CONSIGNE A:
Actualisez le passage de l'extrait de page qui s'ouvre sur les mots contenant « These things I’ll » et se ferme sur « ces micro mondes. », en remplaçant « bouchon » par « morceau de liège ».
CONSIGNE B:
Répondez aux questions suivantes d'après l'extrait de page :
(i) À quoi l'extrait de page compare-t-il les mélodies de Brian Wilson ?
(ii) De quel album est tirée « Til I Die », et de quelle année date-t-il ?
(iii) Où Brian Wilson a-t-il vécu le moment existentiel qui a inspiré cette chanson ?

I’m a cork on the ocean
Floating over the raging sea
How deep is the ocean?
How deep is the ocean?
I lost my way
(…)
These things I’ll be until I die

Je suis un bouchon
qui flotte au-dessus des flots déchaînés
Quelle est la profondeur de l’océan ?
Quelle est la profondeur de l’océan ?
J’ai perdu mon chemin
(…)
Ces choses, je les serai jusqu’à ma mort

Je me remémore ces paroles, en apprenant la disparition du génie Brian Wilson. Sa voix, ses compositions, toute la tristesse du monde dans une chanson. Ses mélodies comme de grandes montagnes russes, partant vers l’aigü puis se retournant en dehors de toute logique classique, mais d’une évidente évidence, d’une illogique implacable. Comme dans un rêve, on ne saurait contester ces micro mondes.

Prenez « Til I Die » chantée par les Beach Boys, extrait de l’album Surf’s Up (1971). L’une des chansons les plus personnelles des Beach Boys, inspirée par un moment existentiel que Brian Wilson a vécu sur la plage à un moment très sombre de sa vie. Un magnifique arrangement harmonique sur cette chanson, on croit voir rayonner les rayons de soleil, mais il y a un contrepoids, une dépression sous le soleil californien. Un mystère total. David Lynch pouvait lui aussi exprimer ça.

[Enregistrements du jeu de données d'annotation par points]
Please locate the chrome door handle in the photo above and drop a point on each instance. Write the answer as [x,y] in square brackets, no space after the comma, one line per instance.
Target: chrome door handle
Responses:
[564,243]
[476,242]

SOLUTION COMPLÈTE A:
These things I’ll be until I die

Je suis un morceau de liège
qui flotte au-dessus des flots déchaînés
Quelle est la profondeur de l’océan ?
Quelle est la profondeur de l’océan ?
J’ai perdu mon chemin
(…)
Ces choses, je les serai jusqu’à ma mort

Je me remémore ces paroles, en apprenant la disparition du génie Brian Wilson. Sa voix, ses compositions, toute la tristesse du monde dans une chanson. Ses mélodies comme de grandes montagnes russes, partant vers l’aigü puis se retournant en dehors de toute logique classique, mais d’une évidente évidence, d’une illogique implacable. Comme dans un rêve, on ne saurait contester ces micro mondes.

SOLUTION COMPLÈTE B:
(i) À de grandes montagnes russes.
(ii) De l'album Surf's Up, de 1971.
(iii) Sur la plage.